* _What to work on_:
Scan the records below for the line containing "Task: annotate every instance of the blurred" and the line containing "Task: annotate every instance of the coat". Copy both, plus every line between, exactly.

**** Dataset

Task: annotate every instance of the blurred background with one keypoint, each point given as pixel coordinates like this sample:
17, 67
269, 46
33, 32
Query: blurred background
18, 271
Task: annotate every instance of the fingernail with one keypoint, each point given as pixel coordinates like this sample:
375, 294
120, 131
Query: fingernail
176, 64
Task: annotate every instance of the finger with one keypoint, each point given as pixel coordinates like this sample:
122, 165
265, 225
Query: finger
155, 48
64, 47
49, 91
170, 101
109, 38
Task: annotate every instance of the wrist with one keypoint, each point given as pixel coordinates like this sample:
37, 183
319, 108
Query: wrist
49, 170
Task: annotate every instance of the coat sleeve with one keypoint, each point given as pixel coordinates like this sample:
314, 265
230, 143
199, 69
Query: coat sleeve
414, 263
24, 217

********
**** Dataset

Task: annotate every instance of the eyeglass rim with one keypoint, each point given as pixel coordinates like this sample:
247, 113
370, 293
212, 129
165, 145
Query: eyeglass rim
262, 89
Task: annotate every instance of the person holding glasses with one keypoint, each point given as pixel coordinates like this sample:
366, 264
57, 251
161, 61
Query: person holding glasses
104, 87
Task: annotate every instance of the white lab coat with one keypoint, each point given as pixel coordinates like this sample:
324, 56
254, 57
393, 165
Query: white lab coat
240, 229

********
**** Dataset

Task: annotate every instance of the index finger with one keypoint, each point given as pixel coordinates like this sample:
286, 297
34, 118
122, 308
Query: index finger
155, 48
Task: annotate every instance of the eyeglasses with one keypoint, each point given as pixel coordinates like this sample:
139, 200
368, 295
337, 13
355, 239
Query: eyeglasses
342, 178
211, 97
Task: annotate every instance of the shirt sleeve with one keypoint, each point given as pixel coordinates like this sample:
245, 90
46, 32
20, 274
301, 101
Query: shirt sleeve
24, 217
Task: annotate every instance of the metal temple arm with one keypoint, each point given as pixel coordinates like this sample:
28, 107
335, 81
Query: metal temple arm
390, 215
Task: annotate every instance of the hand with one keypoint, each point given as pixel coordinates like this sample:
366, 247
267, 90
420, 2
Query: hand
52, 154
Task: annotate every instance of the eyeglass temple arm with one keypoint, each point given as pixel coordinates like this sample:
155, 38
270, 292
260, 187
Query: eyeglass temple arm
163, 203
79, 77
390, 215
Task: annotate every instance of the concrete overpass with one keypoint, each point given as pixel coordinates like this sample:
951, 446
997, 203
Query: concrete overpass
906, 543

********

* _Result of the task_:
Task: annotate every instance of the blurred background with one keypoint, each point given as pixel coordinates like this sample:
17, 67
269, 46
33, 32
Query: blurred background
18, 271
Task: annotate every instance of the fingernail with one keypoint, each point given as pixel coordinates like this sample:
375, 294
120, 131
Query: fingernail
176, 64
Task: annotate every instance of the finger with one keypoint, each point given as pixel coordinates like this sample:
122, 165
265, 225
Query: finger
155, 48
64, 47
49, 91
170, 101
109, 38
Task: annotate every instance of the wrist with one keypoint, each point given as pixel coordinates like this sample:
37, 183
319, 108
Query: wrist
49, 170
Task: annotate every instance of the coat sleeve with one keypoint, each point given as pixel coordinates like this sample:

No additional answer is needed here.